Short problem
Change "mountain range" to "mountain ridge" throughout the material below, and reproduce everything else without alteration.

— Begin Dataset entries —

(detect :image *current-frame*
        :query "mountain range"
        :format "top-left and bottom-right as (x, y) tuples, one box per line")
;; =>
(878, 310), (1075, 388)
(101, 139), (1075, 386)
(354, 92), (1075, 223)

— End Dataset entries —

Reply to the exercise
(detect :image *current-frame*
        :query "mountain ridge"
        :format "top-left and bottom-right as (x, y) tuples, one box per line")
;; =>
(878, 310), (1075, 388)
(101, 139), (1075, 386)
(354, 92), (1075, 223)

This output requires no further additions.